Given text
Wednesday, January 19, 2011

Pandora insomnia

It's 4 am.

I have always had difficulty sleeping. I'm not really sure why, but I remember my whole life I've never been that great at sleeping at night. I can function just fine in the day. I can even participate in my daughter's preschool class. I am so ready for bed when the time comes around, but I can never fall asleep. It's definitely starting to take a lot out of me. Tonight I am listening to Pandora radio, my 'Default' station. Like I said, I love rock and everything about it. But now I can't turn it off. It calms me down to listen to the beat, the one that took someone so long to compose to turn into a beautiful song. Current song: Bad Day by Fuel

I find myself searching craigslist for random stuff I don't need, Facebook for a status that someone hasn't updated in 5 hours because, yep, they are all sleeping, and checking my email...but who emails in the middle of the night...? i try to remember what I could be looking up that would be relevant to my day to day errands but I draw a blank.

I have started applying for jobs. So far phlebotomy is proving promising. No one will hire me as a medical assistant in Indiana until i have my degree. I had a job offer back home, but it was offered after Josh had already left for Indiana. (BOOOO!!!) I am holding out for that, but phlebotomy is so much fun. i so want to get my 'big-girl' job. I am tired of working for minimum wage. i am worth so much more than that. Don't get me wrong, I would never completely blow it off. Any money is better than no money. I liked the people I worked with, just a little more drama than I was comfortable with. A few apps are being reviewed as I write, so I remain hopeful to wear my scrubs again soon.

It is now 4:25. Really think I should get some sleep before my hungry little pee monsters wake up for the day. Just hope I can not get distracted on the way.

(Extracted data entries)
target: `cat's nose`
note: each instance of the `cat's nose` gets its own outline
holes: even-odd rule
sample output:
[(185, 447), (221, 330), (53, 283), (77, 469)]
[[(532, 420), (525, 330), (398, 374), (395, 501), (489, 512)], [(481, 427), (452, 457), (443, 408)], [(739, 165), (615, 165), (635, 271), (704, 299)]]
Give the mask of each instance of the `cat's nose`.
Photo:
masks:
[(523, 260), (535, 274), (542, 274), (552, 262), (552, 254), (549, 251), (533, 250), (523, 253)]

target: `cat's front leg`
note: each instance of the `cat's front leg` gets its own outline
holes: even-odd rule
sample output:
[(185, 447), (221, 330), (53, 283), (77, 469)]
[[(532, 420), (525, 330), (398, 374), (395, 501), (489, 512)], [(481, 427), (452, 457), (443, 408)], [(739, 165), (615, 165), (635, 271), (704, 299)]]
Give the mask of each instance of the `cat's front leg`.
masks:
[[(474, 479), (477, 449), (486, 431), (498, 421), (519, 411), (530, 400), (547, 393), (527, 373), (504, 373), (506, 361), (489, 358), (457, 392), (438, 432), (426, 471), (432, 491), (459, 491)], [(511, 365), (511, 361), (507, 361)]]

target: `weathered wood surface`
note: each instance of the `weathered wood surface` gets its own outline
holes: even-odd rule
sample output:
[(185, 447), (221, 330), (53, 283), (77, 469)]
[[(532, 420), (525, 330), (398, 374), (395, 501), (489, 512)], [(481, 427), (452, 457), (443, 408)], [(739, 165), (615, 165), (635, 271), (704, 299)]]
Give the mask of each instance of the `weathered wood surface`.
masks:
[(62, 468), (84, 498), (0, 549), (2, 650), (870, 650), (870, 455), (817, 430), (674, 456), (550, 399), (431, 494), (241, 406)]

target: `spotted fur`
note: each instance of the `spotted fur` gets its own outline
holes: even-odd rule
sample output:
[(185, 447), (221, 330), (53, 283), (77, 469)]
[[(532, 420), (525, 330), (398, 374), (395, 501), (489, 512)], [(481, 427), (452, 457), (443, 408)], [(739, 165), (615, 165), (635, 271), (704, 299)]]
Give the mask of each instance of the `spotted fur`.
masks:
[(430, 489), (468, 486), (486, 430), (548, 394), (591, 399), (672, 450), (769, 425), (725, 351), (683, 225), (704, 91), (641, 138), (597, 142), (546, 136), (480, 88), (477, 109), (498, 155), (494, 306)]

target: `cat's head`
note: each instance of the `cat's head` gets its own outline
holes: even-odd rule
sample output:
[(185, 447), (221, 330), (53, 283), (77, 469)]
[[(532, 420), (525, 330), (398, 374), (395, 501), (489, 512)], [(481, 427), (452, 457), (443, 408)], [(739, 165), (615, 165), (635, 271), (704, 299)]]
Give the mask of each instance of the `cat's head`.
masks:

Exercise requirements
[A] Using the blog post, answer these questions:
(i) What song is playing when the writer names the current song on the Default station?
(ii) In which state will no one hire the writer as a medical assistant without a degree?
(iii) What time does the writer give near the end of the post?
[B] Print the passage of the blog post starting with "It is now 4:25." and going on through "on the way.".

Answers below
[A]
(i) Bad Day by Fuel
(ii) Indiana
(iii) 4:25

[B]
It is now 4:25. Really think I should get some sleep before my hungry little pee monsters wake up for the day. Just hope I can not get distracted on the way.